(Material shown)

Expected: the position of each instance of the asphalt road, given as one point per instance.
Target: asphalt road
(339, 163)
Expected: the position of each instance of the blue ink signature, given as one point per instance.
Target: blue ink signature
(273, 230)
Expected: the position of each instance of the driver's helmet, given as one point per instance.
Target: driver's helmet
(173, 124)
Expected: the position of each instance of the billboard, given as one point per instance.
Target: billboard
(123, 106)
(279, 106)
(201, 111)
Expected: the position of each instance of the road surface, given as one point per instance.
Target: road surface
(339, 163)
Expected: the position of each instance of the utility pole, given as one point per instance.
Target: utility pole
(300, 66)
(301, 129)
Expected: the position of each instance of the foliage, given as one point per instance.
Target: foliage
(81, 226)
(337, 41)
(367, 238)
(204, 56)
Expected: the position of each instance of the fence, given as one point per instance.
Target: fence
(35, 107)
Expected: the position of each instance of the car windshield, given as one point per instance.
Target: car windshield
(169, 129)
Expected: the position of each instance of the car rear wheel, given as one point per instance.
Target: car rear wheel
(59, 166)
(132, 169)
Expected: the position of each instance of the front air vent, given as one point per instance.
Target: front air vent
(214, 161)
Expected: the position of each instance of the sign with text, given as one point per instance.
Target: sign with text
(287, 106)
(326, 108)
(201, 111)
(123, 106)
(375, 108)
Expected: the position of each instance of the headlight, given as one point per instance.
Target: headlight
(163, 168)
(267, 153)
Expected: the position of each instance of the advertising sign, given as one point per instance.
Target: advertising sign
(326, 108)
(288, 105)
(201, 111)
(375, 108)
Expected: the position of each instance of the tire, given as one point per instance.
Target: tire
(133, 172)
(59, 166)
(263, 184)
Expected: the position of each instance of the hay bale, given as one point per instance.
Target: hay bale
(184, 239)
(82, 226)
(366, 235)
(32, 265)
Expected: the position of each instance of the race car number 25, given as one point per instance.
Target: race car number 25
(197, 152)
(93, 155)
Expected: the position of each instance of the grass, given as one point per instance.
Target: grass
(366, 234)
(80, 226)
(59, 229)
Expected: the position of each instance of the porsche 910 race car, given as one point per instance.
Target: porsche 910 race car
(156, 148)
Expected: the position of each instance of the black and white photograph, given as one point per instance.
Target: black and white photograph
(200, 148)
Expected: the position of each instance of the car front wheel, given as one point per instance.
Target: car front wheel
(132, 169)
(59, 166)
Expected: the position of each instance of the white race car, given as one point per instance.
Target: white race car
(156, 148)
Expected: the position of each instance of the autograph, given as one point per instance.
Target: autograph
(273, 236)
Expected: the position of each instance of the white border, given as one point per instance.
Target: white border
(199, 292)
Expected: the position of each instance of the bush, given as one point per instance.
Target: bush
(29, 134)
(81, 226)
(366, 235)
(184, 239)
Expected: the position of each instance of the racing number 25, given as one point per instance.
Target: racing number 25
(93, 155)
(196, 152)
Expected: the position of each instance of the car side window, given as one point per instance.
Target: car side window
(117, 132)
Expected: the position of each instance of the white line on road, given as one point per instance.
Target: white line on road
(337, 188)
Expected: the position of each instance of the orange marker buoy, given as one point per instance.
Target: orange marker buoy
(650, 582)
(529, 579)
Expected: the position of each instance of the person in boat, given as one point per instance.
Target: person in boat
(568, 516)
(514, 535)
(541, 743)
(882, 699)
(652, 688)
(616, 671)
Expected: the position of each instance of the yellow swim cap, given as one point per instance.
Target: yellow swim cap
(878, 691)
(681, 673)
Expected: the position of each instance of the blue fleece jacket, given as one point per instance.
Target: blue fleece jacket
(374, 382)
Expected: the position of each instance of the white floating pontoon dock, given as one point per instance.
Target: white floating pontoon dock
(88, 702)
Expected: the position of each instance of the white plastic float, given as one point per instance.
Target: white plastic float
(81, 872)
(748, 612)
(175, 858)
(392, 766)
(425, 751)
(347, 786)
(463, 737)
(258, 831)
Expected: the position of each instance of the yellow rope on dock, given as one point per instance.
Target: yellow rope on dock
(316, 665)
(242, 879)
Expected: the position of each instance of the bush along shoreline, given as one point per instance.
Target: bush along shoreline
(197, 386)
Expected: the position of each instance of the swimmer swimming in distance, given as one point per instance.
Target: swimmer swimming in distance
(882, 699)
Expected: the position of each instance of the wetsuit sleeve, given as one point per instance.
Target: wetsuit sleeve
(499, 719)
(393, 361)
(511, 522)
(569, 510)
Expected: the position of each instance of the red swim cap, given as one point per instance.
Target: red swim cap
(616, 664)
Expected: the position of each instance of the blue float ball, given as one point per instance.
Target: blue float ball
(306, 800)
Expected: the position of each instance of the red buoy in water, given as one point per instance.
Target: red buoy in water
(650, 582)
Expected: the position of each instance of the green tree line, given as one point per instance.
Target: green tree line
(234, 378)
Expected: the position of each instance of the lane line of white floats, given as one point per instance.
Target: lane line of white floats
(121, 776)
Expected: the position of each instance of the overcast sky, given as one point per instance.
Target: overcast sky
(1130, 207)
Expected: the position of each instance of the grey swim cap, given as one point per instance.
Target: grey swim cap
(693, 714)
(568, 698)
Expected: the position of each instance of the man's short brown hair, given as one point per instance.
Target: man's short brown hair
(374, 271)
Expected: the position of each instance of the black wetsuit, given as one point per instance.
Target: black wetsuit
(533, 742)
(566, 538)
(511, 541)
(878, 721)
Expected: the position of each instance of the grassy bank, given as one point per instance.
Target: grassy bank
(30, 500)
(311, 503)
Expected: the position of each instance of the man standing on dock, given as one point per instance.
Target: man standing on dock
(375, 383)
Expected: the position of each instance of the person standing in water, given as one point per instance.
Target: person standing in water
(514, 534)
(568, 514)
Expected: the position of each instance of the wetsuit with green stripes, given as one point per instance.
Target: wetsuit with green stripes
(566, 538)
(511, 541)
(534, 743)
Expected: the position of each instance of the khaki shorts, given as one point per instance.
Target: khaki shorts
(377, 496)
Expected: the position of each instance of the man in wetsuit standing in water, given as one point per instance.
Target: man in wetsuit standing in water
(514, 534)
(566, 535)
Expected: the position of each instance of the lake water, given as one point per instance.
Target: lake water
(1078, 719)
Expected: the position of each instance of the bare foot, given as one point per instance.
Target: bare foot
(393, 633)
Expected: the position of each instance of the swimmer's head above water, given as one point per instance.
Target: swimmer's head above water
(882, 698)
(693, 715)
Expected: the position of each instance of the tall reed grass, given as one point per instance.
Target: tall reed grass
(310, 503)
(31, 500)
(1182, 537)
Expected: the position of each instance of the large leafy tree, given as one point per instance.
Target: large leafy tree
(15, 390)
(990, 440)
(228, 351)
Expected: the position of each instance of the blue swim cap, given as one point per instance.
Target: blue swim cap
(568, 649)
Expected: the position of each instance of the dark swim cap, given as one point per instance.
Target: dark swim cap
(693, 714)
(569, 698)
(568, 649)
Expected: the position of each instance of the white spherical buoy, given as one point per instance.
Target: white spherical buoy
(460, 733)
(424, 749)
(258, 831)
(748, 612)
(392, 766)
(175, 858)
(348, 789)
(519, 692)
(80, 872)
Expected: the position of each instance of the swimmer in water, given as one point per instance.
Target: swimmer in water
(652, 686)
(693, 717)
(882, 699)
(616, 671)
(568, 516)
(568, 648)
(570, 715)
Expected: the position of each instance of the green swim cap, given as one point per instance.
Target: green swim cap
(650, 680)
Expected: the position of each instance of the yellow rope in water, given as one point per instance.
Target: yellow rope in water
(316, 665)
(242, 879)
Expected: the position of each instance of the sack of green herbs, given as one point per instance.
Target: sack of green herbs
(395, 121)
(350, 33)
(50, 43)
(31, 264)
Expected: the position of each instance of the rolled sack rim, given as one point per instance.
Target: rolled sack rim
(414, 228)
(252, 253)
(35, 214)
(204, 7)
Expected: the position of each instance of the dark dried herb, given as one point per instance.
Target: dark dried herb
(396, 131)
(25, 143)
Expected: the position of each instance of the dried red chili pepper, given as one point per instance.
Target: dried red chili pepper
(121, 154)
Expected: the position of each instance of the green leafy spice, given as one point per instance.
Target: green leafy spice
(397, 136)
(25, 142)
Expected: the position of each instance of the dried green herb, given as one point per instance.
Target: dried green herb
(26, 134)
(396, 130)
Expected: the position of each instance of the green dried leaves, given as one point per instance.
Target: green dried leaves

(End Material shown)
(Material shown)

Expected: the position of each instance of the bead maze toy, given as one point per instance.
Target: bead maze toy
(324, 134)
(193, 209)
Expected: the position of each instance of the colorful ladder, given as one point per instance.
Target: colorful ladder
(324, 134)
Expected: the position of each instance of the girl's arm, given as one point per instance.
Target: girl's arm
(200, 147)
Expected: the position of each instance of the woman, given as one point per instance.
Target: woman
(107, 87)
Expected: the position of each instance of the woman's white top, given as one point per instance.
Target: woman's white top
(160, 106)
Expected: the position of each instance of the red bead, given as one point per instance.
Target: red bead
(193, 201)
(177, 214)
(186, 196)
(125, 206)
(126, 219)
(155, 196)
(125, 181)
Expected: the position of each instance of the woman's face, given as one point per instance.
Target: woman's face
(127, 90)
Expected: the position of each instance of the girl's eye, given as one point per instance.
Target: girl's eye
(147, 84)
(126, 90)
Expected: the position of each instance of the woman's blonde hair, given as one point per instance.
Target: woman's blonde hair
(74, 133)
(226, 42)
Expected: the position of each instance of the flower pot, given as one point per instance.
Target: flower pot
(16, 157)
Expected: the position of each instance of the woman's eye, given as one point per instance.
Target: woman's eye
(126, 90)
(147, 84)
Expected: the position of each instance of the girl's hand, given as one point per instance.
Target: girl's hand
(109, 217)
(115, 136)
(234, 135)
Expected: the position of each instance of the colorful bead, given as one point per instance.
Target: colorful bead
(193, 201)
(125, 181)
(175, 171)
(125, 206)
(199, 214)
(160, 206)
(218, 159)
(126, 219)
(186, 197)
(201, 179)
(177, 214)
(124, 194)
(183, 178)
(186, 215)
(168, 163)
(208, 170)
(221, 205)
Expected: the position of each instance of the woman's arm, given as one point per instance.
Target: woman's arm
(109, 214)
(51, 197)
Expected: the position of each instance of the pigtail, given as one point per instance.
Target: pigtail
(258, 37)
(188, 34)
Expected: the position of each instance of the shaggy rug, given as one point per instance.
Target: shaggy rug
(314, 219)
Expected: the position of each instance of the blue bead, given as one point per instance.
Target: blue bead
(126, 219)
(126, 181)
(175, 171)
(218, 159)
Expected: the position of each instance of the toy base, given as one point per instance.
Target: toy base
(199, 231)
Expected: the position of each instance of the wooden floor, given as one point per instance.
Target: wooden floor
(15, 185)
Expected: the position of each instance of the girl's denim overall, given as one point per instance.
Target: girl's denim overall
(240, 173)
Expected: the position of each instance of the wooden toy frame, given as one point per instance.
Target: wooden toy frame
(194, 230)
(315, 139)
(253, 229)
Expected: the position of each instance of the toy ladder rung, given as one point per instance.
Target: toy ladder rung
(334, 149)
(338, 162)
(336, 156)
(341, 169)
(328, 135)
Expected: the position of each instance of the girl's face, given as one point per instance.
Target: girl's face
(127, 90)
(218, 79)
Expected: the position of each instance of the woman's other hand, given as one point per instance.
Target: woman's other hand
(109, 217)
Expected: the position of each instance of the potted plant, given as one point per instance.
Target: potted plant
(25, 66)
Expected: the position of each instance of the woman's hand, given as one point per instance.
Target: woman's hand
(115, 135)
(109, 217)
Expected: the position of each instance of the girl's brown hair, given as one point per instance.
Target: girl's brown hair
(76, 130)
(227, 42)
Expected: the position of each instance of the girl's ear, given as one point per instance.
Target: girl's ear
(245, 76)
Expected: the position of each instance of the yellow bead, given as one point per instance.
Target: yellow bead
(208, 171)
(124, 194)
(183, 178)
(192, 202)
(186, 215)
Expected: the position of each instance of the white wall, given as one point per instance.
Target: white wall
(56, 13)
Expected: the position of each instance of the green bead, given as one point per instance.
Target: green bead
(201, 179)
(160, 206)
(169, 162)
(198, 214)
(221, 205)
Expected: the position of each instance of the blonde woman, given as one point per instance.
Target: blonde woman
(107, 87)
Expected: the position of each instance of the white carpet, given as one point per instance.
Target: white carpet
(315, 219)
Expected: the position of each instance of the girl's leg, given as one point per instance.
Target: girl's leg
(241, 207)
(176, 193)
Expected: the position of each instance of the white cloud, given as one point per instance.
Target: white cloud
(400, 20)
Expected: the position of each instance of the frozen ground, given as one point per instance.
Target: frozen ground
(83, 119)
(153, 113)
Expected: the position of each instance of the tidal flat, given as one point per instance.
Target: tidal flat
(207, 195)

(End Material shown)

■ **What to work on**
Within the listing above, the range opens at the line with "Target: dried green herb" and closes at the line with "Target: green dried leaves". Reproduce exactly the lines of that range, including both ends.

■ **Exercise result**
Target: dried green herb
(26, 134)
(396, 130)
Expected: the position of each instance of the green dried leaves, given as one point per instance.
Target: green dried leaves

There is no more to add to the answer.